━━━━━ Working data
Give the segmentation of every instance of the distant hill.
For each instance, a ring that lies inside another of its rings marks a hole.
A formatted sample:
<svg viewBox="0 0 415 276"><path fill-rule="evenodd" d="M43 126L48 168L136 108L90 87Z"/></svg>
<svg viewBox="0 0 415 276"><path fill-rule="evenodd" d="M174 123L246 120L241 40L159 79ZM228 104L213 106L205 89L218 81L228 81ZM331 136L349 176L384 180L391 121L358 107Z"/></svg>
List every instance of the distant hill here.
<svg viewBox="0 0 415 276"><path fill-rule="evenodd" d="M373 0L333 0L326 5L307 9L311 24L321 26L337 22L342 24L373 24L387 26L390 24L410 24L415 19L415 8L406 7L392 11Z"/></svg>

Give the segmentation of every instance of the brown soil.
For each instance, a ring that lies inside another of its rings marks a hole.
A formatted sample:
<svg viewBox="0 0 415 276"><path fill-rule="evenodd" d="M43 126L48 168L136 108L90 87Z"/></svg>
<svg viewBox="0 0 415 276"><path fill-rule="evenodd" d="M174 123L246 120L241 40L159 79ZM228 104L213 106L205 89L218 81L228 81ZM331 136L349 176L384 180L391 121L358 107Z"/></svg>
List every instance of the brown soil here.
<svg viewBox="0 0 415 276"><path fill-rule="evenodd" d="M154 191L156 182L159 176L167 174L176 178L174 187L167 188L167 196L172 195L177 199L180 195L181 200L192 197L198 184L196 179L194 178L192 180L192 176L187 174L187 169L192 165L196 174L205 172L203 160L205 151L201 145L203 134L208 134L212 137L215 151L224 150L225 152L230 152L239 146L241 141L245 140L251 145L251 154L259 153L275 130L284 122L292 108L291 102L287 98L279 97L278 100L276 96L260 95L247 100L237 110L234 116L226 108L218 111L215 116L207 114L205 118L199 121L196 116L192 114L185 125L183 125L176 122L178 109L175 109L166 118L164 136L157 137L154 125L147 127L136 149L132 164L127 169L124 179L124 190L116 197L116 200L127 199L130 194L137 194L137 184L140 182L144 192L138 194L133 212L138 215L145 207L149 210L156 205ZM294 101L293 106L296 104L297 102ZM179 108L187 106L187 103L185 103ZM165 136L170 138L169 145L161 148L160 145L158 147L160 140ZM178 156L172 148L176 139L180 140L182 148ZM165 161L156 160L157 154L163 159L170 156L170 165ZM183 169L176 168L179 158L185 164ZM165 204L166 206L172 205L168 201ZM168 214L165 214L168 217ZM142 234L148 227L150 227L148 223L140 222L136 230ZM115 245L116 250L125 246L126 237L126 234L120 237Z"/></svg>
━━━━━━━━━━
● **Your objective**: Could you copy every one of the entries above word for word, with nothing left out or changed?

● **Result of the exercise**:
Give the segmentation of every instance of the distant hill.
For each instance, a ring that lies inside another of its rings marks a hole.
A formatted sample:
<svg viewBox="0 0 415 276"><path fill-rule="evenodd" d="M43 126L48 168L136 108L90 87Z"/></svg>
<svg viewBox="0 0 415 276"><path fill-rule="evenodd" d="M174 123L246 120L241 40L159 79ZM228 104L213 106L205 89L218 81L228 81ZM331 136L349 176L384 180L391 121L358 107Z"/></svg>
List every instance of the distant hill here.
<svg viewBox="0 0 415 276"><path fill-rule="evenodd" d="M373 0L333 0L326 5L307 9L311 24L321 26L337 22L342 24L373 24L387 26L390 24L410 24L415 19L415 8L406 7L392 11Z"/></svg>

Give the segmentation of every instance of the brown soil.
For each instance, a ring that lies inside another of its rings marks a hole.
A formatted sample:
<svg viewBox="0 0 415 276"><path fill-rule="evenodd" d="M43 126L48 168L136 108L90 87Z"/></svg>
<svg viewBox="0 0 415 276"><path fill-rule="evenodd" d="M174 123L246 120L241 40L159 79ZM228 104L213 106L205 89L218 81L228 81ZM331 136L349 176L384 180L391 121L358 107Z"/></svg>
List every instance of the brown soil here.
<svg viewBox="0 0 415 276"><path fill-rule="evenodd" d="M154 191L156 182L159 176L167 174L176 178L174 187L167 188L167 196L172 195L177 199L180 195L181 200L192 197L198 184L196 179L194 178L192 180L192 176L187 174L187 169L192 165L196 174L205 172L203 160L205 151L201 145L203 134L208 134L212 137L215 151L224 150L225 152L230 152L239 146L241 141L245 140L251 145L251 154L259 153L275 130L284 122L292 108L291 102L287 98L279 97L278 100L276 96L260 95L247 100L237 110L234 116L226 108L218 111L215 116L207 114L205 118L199 121L196 116L192 114L185 125L183 125L176 122L178 109L175 109L166 118L164 136L157 137L154 125L147 127L136 149L132 164L127 169L124 179L124 190L116 197L116 200L127 199L130 194L137 194L137 184L140 182L144 192L138 194L133 212L138 215L145 207L149 210L156 205ZM294 101L293 106L296 104L297 102ZM179 108L187 106L187 103L185 103ZM165 136L170 138L169 145L161 148L160 145L158 147L160 140ZM178 156L172 148L176 139L180 140L182 148ZM165 161L156 160L157 154L163 159L170 156L170 165ZM183 169L176 168L179 158L185 164ZM165 204L166 206L172 205L168 201ZM168 214L165 214L168 217ZM142 234L148 227L150 227L148 223L140 222L136 230ZM115 245L116 250L125 246L126 237L126 234L120 237Z"/></svg>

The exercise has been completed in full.